===== DATASET =====
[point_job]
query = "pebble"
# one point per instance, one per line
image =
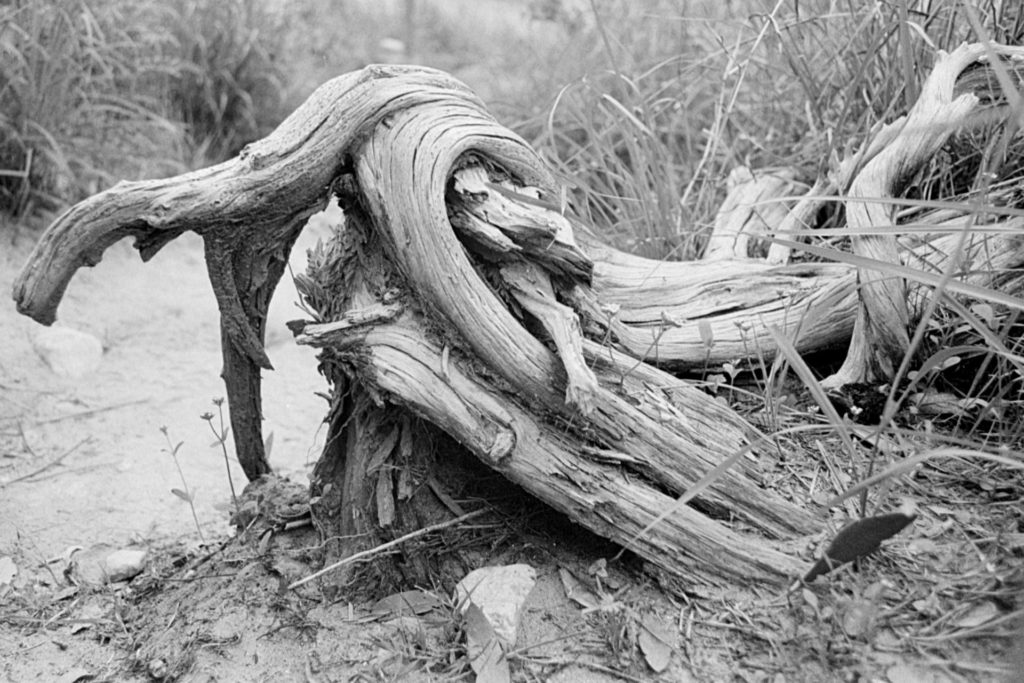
(500, 593)
(67, 351)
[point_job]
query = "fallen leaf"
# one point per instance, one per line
(576, 591)
(858, 617)
(978, 614)
(485, 654)
(407, 603)
(180, 494)
(858, 539)
(655, 643)
(76, 675)
(7, 570)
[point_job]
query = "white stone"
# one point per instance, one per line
(500, 593)
(67, 351)
(125, 564)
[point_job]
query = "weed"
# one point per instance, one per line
(220, 433)
(184, 493)
(77, 108)
(227, 88)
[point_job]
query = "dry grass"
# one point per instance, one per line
(644, 110)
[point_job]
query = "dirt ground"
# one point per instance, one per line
(84, 470)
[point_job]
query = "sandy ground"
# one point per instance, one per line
(161, 365)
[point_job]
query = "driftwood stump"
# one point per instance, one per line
(459, 298)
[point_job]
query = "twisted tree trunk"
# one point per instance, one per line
(459, 299)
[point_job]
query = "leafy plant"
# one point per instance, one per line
(184, 493)
(220, 433)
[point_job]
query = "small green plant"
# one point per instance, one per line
(220, 433)
(184, 493)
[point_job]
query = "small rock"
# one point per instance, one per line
(67, 351)
(125, 564)
(500, 593)
(102, 564)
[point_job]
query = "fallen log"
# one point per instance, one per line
(459, 297)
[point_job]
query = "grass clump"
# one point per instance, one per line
(227, 85)
(78, 108)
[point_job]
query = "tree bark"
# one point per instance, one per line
(461, 294)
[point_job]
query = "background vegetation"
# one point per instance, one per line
(643, 108)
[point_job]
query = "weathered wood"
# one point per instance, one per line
(881, 336)
(458, 291)
(248, 210)
(754, 206)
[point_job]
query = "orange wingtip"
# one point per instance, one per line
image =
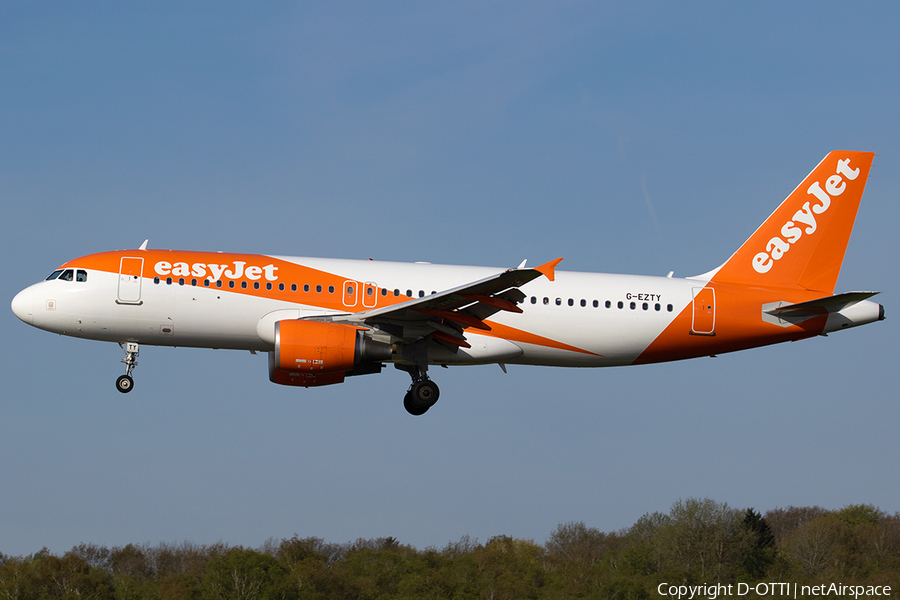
(548, 270)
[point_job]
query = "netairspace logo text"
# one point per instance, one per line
(777, 590)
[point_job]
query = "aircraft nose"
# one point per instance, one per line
(23, 306)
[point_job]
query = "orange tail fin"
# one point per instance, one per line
(802, 243)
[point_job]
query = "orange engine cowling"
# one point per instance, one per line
(315, 353)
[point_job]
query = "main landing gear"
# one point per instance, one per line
(125, 383)
(422, 393)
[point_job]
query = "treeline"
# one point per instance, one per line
(696, 542)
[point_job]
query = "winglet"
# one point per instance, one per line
(548, 270)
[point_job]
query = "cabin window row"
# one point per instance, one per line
(369, 291)
(608, 304)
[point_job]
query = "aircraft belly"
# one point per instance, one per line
(484, 350)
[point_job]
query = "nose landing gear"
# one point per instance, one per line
(125, 383)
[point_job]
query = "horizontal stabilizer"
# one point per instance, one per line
(821, 306)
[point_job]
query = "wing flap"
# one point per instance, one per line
(458, 308)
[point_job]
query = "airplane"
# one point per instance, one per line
(321, 320)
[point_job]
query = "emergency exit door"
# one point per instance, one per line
(130, 270)
(704, 317)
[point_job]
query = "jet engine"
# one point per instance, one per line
(315, 353)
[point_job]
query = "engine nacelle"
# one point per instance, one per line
(315, 353)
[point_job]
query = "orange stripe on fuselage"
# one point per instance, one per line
(738, 325)
(517, 335)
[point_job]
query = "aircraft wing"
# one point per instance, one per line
(444, 315)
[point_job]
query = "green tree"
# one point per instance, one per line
(241, 574)
(759, 553)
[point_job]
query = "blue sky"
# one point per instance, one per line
(637, 138)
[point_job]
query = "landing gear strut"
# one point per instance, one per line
(125, 383)
(422, 393)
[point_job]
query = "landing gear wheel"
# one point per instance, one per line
(124, 383)
(411, 408)
(425, 393)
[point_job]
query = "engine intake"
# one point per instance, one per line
(315, 353)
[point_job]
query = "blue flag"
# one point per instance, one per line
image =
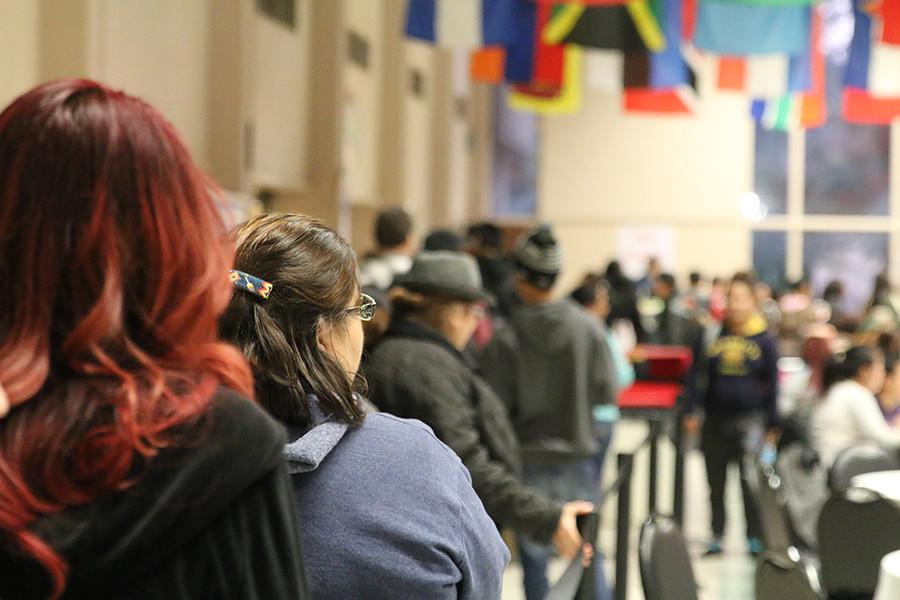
=====
EXERCISE INSTRUCTIONS ▸ Reproduce all of the material above word for word. Omit the pictures.

SOLUTION BELOW ▸
[point_job]
query = "pebble"
# one point per instance, one per line
image =
(500, 593)
(67, 351)
[point_job]
query = "fallen leaf"
# one point per instance, one per line
(576, 591)
(858, 617)
(978, 614)
(485, 654)
(407, 603)
(180, 494)
(858, 539)
(655, 643)
(76, 675)
(7, 570)
[point_job]
query = "white stone"
# one point per instance, one per line
(500, 593)
(67, 351)
(125, 564)
[point_job]
query = "weed"
# one point per instance, one per line
(220, 433)
(184, 493)
(77, 108)
(227, 88)
[point_job]
query = "dry grass"
# one point per instance, one per line
(644, 110)
[point_job]
query = "dirt ground"
# one point per instance, one per line
(84, 470)
[point_job]
query = "sandy ground"
# one point per instance, one per line
(161, 365)
[point_job]
query = "driftwood stump"
# one point per instance, one per line
(459, 298)
[point_job]
query = "twisted tree trunk"
# one point per instance, one per line
(459, 299)
[point_job]
query = "leafy plant"
# one point per instance, one per line
(184, 493)
(220, 433)
[point_job]
query = "small green plant"
# one point per instance, one per line
(220, 433)
(184, 493)
[point_job]
query = "small rock"
# one point per instance, one per line
(67, 351)
(125, 564)
(500, 593)
(102, 564)
[point_job]
query = "fallen log"
# one point per instance, one per line
(459, 297)
[point_job]
query = "grass clump"
# one point per instance, one per line
(227, 85)
(78, 108)
[point_job]
query = "tree bark"
# one point per instance, one per line
(461, 294)
[point_job]
query = "background vegetation"
# one point per instance, one per line
(643, 108)
[point_job]
query = "weathered wood"
# one point per instance, one per line
(881, 336)
(458, 291)
(248, 210)
(754, 206)
[point_job]
query = "orange wingtip"
# one point per instance, one per line
image =
(548, 270)
[point_job]
query = "netairspace logo text"
# one point per instance, one per line
(777, 590)
[point_job]
query = "aircraft nose"
# one point per instance, one per line
(23, 306)
[point_job]
query = "orange tail fin"
# one point per instance, one per line
(802, 243)
[point_job]
query = "orange engine cowling"
# one point per instance, one per line
(315, 353)
[point_job]
query = "main landing gear"
# one point per instance, one per line
(125, 383)
(422, 393)
[point_job]
query = "treeline"
# one point per instance, one per line
(696, 542)
[point_job]
query = "winglet"
# one point per instance, one per line
(548, 270)
[point_job]
query = "cabin window row"
# one point per instance, one per line
(369, 291)
(608, 304)
[point_job]
query = "aircraft belly"
# one point per instance, one per line
(484, 350)
[point_job]
query = "nose landing gear"
# one point per instance, one per line
(125, 383)
[point_job]
query = "horizontal stabilizer"
# one point per instance, one per line
(821, 306)
[point_job]
query = "wing flap"
# one point per instance, one per line
(458, 308)
[point_job]
query = "airplane"
# one point per instance, one per line
(321, 320)
[point_job]
query = "emergency exit door"
# one point per instance, one per line
(130, 270)
(704, 317)
[point_job]
query = "jet engine"
# one point per instance, one per line
(315, 353)
[point_job]
query = "engine nacelle"
# one point per instance, one per line
(315, 353)
[point_job]
query = "orange stripe on fuselage"
# one point per instance, one per line
(738, 325)
(517, 335)
[point_job]
query = "aircraft wing"
# one point per instance, one per line
(444, 315)
[point_job]
query = "green tree"
# one point per instance, one per line
(241, 574)
(759, 553)
[point_job]
query = "blue sky"
# one point per instance, one per line
(637, 138)
[point_job]
query = "landing gear strut"
# one point per instance, one per line
(125, 383)
(422, 393)
[point_job]
query = "landing gear wheel"
# one point per instance, one per line
(124, 383)
(411, 408)
(425, 393)
[point_job]
query = "engine intake"
# one point per instance, one per line
(315, 353)
[point_job]
query = "blue flag"
# one point per instance, one per line
image =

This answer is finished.